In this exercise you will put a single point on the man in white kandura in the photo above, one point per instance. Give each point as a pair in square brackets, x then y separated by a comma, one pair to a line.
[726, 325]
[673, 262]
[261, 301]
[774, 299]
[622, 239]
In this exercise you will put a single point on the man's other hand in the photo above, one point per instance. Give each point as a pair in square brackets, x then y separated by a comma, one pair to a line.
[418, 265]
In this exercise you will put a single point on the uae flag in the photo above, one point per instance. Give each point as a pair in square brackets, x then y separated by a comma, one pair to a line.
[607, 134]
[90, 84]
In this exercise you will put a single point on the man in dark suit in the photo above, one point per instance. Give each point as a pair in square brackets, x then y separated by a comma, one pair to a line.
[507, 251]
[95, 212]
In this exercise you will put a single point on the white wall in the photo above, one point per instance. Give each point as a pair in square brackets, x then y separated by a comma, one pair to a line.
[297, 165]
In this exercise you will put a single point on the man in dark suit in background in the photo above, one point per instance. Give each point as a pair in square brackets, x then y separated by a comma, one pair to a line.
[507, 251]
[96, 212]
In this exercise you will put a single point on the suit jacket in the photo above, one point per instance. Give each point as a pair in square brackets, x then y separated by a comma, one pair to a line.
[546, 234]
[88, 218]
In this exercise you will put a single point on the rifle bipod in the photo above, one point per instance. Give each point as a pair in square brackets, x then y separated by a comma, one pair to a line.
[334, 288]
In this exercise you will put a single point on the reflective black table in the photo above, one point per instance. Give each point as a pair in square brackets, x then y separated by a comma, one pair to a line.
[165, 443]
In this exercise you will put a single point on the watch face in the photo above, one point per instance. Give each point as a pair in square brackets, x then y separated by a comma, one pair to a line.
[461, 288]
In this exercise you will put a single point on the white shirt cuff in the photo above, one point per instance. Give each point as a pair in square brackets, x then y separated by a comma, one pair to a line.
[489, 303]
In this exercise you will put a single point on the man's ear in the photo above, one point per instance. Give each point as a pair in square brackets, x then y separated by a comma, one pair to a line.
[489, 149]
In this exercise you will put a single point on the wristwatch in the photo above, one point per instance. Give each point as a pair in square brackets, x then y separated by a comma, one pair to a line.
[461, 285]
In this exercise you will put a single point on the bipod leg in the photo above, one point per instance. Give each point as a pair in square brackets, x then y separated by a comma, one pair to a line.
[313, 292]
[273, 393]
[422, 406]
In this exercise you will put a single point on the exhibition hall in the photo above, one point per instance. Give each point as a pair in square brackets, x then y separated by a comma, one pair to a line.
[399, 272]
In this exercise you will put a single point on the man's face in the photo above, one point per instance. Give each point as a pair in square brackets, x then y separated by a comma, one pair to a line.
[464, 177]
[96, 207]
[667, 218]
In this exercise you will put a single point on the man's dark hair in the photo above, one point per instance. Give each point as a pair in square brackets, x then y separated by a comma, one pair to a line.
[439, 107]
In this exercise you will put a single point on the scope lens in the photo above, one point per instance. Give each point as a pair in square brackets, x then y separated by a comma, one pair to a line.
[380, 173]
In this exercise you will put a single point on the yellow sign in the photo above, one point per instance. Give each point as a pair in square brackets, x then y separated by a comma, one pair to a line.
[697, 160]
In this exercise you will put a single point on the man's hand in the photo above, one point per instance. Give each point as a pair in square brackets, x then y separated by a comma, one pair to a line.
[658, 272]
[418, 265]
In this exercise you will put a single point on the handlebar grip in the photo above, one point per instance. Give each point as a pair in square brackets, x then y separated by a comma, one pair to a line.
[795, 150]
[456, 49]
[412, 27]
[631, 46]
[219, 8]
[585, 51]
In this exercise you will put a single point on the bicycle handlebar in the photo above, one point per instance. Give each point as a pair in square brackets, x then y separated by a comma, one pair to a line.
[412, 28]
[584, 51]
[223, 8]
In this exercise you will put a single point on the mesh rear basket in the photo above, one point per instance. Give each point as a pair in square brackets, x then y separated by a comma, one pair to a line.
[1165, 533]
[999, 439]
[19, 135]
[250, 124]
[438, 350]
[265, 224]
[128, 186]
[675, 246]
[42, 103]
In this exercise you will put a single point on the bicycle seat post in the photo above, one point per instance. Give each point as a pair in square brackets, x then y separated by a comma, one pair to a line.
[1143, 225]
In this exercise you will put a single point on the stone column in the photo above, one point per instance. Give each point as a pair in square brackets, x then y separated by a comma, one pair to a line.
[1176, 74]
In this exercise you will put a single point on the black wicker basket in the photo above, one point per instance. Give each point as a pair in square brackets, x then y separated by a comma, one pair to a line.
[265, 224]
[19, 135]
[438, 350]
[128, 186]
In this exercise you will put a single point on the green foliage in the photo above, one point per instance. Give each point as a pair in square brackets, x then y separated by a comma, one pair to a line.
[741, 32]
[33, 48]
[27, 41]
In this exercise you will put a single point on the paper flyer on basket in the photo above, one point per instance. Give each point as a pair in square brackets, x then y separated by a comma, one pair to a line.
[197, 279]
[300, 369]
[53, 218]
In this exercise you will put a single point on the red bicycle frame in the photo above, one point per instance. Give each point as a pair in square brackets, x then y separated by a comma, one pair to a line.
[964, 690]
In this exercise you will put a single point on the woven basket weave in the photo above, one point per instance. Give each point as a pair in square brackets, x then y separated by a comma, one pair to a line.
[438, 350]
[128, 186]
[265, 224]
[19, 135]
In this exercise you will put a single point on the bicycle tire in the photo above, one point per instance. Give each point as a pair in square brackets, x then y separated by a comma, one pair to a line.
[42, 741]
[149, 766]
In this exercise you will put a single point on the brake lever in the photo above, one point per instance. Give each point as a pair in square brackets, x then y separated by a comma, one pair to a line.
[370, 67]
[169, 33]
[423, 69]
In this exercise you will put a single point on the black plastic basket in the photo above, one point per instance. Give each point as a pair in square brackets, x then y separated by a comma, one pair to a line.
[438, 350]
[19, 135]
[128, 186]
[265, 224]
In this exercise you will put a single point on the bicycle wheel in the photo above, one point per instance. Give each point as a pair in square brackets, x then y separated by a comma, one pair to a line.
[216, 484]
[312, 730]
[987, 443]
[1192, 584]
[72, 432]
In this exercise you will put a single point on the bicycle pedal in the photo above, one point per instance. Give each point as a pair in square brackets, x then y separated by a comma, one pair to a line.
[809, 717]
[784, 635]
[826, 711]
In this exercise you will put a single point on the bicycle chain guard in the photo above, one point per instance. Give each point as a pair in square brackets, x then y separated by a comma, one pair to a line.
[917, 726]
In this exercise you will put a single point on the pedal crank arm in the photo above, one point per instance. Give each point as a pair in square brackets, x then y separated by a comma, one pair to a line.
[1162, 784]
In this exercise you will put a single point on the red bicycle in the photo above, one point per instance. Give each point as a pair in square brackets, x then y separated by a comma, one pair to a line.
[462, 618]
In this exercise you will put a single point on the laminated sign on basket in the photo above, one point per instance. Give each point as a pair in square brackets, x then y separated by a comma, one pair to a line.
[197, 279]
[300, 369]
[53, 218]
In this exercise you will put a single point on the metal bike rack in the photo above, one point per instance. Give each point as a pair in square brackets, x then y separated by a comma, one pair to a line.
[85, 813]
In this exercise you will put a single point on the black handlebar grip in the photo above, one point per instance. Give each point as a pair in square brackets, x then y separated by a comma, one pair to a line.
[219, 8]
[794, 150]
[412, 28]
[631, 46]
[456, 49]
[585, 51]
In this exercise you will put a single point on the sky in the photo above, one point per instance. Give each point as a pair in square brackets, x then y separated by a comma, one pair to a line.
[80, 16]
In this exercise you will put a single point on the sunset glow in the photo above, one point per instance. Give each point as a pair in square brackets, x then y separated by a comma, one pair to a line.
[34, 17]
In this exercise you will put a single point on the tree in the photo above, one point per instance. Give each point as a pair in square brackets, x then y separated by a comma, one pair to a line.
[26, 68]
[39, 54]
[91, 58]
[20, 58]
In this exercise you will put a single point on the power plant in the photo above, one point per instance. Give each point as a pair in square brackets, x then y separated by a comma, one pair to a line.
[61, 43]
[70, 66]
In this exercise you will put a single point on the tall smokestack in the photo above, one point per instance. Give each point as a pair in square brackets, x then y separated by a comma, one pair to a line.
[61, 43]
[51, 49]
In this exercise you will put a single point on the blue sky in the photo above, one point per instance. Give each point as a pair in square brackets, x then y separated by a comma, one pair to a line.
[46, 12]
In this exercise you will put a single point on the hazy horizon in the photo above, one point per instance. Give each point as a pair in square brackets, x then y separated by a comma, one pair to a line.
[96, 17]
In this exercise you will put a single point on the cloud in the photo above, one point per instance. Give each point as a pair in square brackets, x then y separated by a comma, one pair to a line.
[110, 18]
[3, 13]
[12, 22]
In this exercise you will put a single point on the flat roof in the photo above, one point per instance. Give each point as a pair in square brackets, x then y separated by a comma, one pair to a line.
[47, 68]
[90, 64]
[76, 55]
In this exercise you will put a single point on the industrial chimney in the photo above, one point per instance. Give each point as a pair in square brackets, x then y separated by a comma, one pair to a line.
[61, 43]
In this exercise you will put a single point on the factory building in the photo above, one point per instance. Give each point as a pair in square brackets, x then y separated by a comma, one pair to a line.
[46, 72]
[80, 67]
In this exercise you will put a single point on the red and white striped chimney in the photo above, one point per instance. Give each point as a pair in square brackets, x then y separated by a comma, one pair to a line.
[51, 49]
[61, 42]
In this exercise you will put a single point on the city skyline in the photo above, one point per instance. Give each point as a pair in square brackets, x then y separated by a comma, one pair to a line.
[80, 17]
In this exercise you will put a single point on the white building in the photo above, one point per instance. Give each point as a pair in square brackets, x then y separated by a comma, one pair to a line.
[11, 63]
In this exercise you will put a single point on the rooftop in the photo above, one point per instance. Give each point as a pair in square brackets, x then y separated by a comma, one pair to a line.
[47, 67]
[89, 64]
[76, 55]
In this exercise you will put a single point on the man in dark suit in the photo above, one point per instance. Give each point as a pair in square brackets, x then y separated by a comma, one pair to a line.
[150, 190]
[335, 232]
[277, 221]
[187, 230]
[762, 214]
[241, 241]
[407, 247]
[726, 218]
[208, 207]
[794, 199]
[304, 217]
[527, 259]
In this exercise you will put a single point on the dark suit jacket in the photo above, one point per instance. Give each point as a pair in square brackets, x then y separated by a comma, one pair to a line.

* _Problem description_
Nothing but the lines from the one containing "on the city" through the last line of the listing should be output, each exactly as written.

* _Output_
In this exercise you will put a single point on the city skyline in the photo above, one point per instance. Give each point as a pair in square brackets, x then y separated by a comma, one pair to a line.
[80, 17]
In this exercise you will put a single point on the white building in the photo above, one point per instance. Give each point as a pair in square brackets, x then y separated by a comma, one pair to a line.
[11, 63]
In this exercise you will put a single point on the rooftop in the photo above, one point per instance. Give each point as a pair in square brackets, x then y separated by a comma, one pair to a line.
[47, 67]
[89, 64]
[76, 55]
In this exercise you will put a single point on the man in dark suit in the photo above, one point per instance. Give each point as a pair in square brackets, x then y separated by a comma, one pair to a line.
[150, 190]
[335, 232]
[277, 221]
[187, 230]
[762, 214]
[241, 241]
[407, 247]
[726, 218]
[208, 207]
[794, 199]
[304, 217]
[527, 259]
In this exercise you will put a single point on the dark suit jacket in the photo above, one point per instance. Give each point as a pair in square brackets, x then y separated by a comma, one pair to a line.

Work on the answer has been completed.